Directions —
(a) Reproduce, word for word, the stretch of the Titanic survivors text from "One of the reasons" through "can predict survivors.".
(b) Pull out each line of the entries below that contains the string "dark".

Predicting Titanic Survivors

Predicting Titanic Survivors

The Titanic was the famous cruise ship that crashed into an iceberg and sank, killing most of its passengers. What if I told you we could figure out who was going to die and who wasnt, just based on the passengers' social standing, ticket price, gender, and age. I bet the passengers would have liked to have this type of technology before they went on the cruise.

We're going to look at a dataset describing all of these passengers, and we'll try and train a model to predict whether a passenger will survive or not.

Lets load our training data and take a look at it.

In [2]:
import pandas as pd

train = pd.read_csv("train.csv")
train.head(6)
Out[2]:
PassengerId Survived Pclass Name Sex Age SibSp Parch Ticket Fare Cabin Embarked
0 1 0 3 Braund, Mr. Owen Harris male 22.0 1 0 A/5 21171 7.2500 NaN S
1 2 1 1 Cumings, Mrs. John Bradley (Florence Briggs Th... female 38.0 1 0 PC 17599 71.2833 C85 C
2 3 1 3 Heikkinen, Miss. Laina female 26.0 0 0 STON/O2. 3101282 7.9250 NaN S
3 4 1 1 Futrelle, Mrs. Jacques Heath (Lily May Peel) female 35.0 1 0 113803 53.1000 C123 S
4 5 0 3 Allen, Mr. William Henry male 35.0 0 0 373450 8.0500 NaN S
5 6 0 3 Moran, Mr. James male NaN 0 0 330877 8.4583 NaN Q

Data Dictionary

survival Survival 0 = No, 1 = Yes pclass Ticket class 1 = 1st, 2 = 2nd, 3 = 3rd sex Sex
Age Age in years
sibsp # of siblings / spouses aboard the Titanic
parch # of parents / children aboard the Titanic
ticket Ticket number
fare Passenger fare
cabin Cabin number
embarked Port of Embarkation C = Cherbourg, Q = Queenstown, S = Southampton






Overview

One of the reasons so many people died on the titanic was because there weren't enough lifeboats for everyone. You have to wonder how they decided who got a raft and who didn't. My guess would be that they let women and children on the lifeboats first, and then it was probably the upper class that were allowed on. By the end of this post we'll be able to compare a test-set of passengers with our classification results and see how well we can predict survivors.

Raw records —

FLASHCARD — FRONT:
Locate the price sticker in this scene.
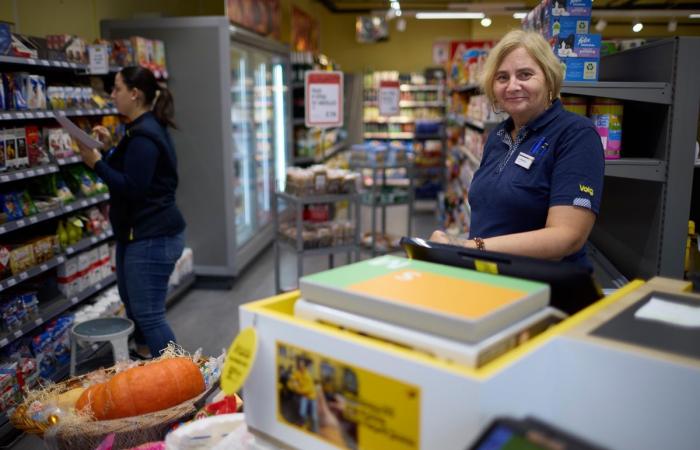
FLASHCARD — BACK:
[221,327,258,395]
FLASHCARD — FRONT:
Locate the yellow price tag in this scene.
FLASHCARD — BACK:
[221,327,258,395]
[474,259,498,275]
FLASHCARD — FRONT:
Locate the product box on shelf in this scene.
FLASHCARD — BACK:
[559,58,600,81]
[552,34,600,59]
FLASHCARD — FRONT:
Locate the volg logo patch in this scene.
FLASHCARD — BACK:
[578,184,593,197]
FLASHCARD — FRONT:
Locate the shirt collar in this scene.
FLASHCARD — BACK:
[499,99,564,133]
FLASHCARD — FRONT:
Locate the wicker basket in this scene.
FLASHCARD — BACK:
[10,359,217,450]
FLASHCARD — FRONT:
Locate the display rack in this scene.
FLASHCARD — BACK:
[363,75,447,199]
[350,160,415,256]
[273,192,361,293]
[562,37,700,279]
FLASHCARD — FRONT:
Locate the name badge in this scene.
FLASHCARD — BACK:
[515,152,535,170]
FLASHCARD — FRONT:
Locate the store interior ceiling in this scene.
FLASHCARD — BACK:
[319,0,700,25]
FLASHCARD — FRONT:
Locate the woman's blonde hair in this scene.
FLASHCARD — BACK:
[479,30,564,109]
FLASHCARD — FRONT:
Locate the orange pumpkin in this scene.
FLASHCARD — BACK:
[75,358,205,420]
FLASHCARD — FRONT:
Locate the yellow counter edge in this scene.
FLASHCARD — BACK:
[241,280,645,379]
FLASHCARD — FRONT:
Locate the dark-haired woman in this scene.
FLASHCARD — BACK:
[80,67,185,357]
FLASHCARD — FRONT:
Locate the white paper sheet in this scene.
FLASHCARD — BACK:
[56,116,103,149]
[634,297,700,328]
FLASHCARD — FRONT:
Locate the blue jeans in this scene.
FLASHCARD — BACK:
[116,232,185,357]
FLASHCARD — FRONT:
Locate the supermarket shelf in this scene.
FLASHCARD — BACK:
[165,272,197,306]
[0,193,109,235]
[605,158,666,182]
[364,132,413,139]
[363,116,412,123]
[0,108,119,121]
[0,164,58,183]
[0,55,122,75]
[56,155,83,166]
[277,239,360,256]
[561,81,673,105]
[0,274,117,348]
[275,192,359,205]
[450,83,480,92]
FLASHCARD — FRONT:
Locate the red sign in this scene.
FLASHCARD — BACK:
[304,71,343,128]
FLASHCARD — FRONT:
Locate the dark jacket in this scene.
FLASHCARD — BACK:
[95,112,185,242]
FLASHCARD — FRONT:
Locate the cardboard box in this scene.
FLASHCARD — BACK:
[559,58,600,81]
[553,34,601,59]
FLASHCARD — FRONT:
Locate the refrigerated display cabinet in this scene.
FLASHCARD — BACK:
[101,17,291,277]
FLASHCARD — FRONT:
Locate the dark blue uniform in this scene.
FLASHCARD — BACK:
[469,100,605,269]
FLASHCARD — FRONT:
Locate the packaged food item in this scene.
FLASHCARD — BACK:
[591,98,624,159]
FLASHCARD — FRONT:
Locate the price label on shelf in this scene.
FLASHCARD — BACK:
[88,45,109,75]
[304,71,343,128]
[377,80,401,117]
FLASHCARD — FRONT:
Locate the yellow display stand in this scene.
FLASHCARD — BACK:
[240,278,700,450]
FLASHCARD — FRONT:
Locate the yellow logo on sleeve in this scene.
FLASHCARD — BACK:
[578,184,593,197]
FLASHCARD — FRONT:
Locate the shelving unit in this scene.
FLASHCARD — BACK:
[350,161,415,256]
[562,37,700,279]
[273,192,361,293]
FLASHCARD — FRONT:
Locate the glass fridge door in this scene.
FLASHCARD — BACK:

Task-by-task solutions —
(a)
One of the reasons so many people died on the titanic was because there weren't enough lifeboats for everyone. You have to wonder how they decided who got a raft and who didn't. My guess would be that they let women and children on the lifeboats first, and then it was probably the upper class that were allowed on. By the end of this post we'll be able to compare a test-set of passengers with our classification results and see how well we can predict survivors.

(b)
Locate the dark-haired woman in this scene.
Locate the dark jacket in this scene.
Locate the dark blue uniform in this scene.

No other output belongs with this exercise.